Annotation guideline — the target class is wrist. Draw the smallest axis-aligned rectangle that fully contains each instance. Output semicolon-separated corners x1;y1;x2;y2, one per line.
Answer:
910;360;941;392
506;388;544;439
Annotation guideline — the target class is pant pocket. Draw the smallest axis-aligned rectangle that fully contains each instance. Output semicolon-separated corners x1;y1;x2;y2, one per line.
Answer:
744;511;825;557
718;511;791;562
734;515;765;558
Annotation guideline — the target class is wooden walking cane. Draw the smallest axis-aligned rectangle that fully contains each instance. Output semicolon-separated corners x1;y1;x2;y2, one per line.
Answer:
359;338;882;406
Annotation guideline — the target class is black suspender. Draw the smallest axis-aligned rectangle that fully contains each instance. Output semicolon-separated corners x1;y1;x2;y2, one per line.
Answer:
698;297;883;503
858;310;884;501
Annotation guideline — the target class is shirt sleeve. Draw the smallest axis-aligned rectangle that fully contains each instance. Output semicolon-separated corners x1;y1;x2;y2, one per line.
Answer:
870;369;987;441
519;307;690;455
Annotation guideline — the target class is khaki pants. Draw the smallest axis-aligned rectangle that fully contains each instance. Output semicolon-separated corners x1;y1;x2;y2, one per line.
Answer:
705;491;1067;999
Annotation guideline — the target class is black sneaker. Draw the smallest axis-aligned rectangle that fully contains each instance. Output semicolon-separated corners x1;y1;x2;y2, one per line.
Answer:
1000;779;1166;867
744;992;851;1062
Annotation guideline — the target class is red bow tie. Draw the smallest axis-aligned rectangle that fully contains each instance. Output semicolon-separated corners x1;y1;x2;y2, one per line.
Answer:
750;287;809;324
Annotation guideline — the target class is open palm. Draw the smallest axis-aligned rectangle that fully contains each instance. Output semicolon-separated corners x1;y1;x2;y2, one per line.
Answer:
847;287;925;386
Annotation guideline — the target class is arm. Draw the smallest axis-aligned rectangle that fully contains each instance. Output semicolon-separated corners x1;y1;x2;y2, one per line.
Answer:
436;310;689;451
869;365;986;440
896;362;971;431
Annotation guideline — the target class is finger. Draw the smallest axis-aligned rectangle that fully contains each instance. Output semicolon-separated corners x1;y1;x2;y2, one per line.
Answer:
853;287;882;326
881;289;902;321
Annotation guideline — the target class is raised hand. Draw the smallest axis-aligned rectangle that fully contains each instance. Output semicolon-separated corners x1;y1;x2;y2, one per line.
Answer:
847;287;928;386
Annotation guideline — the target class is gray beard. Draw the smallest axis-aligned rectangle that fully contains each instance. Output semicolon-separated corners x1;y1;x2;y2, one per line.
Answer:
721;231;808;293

════════════════

*Exercise instructions*.
Among the entries above, how many lines have the string "black" in them? Only the number should be given.

*Response for this exercise*.
2